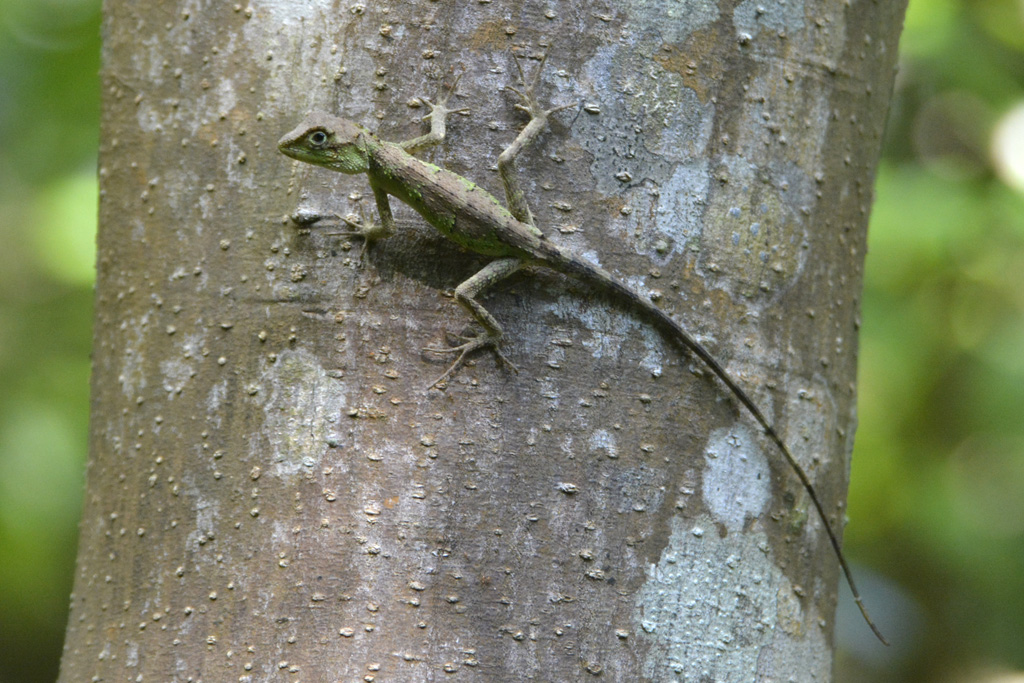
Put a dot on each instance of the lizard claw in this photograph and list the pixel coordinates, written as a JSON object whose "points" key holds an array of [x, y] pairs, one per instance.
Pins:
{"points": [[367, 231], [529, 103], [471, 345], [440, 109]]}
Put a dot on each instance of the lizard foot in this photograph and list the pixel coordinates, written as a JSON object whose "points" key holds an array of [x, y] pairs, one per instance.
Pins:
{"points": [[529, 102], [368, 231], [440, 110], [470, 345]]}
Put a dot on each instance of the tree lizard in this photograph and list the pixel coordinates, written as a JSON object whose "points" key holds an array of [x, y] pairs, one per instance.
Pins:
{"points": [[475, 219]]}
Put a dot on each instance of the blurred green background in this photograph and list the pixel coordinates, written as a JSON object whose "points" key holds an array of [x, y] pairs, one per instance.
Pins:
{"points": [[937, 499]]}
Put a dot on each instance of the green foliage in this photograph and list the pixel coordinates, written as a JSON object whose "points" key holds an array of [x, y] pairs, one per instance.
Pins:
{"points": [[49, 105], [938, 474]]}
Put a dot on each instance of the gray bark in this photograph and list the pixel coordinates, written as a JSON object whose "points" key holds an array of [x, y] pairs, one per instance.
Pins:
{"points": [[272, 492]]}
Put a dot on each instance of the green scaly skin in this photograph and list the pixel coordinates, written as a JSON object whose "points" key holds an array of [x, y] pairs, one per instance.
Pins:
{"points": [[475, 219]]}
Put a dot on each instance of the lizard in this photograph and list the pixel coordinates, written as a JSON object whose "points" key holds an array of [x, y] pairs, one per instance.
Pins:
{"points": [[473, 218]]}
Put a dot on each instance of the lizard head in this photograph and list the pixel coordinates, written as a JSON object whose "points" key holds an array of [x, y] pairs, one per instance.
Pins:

──────

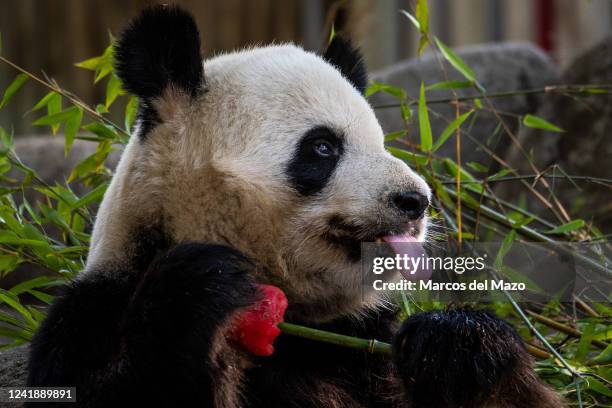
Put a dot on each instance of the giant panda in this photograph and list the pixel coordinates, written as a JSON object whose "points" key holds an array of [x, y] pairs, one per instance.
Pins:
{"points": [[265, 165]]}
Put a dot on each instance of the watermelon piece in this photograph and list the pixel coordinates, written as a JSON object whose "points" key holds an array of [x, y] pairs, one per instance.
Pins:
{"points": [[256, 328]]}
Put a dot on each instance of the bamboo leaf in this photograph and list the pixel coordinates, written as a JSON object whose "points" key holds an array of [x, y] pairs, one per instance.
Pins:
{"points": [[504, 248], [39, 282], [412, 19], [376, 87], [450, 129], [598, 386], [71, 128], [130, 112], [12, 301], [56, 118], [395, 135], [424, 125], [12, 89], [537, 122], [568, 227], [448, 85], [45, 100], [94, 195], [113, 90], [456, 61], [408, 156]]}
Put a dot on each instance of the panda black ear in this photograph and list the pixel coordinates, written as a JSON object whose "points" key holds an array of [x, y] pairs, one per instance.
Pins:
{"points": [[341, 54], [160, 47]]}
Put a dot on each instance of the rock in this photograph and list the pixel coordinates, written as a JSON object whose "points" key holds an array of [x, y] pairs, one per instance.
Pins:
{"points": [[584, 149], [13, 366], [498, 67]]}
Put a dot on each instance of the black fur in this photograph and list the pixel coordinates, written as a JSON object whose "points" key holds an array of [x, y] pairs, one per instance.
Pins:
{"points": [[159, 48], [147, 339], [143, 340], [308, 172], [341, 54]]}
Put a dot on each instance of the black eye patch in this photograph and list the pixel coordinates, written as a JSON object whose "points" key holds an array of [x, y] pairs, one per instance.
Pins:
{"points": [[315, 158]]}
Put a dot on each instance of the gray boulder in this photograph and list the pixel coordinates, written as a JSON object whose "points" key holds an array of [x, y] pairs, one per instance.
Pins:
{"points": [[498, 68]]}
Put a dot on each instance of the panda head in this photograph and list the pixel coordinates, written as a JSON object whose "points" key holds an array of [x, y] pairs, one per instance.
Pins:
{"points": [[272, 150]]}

──────

- **The request**: Select and copy every line above that contains the word "green".

- **Finished exercise**:
Put a dot on each instance of the blurred green background in this photograph and list the pixel coordinates, written as a JSON object whose "points" key holds an array of [x, y] pairs, one per instance.
Put a dot on each instance of the green foliage in this photograph and list the pixel coordinates, written as a JSON object whose "points" key holds an array of [x, y] pairs, one per instance.
Put a dot on each instance of the green scaly skin in this photograph and list the pixel coordinates, written as a JSON object whose "points" key holds an array of [x, y] pairs, one per instance.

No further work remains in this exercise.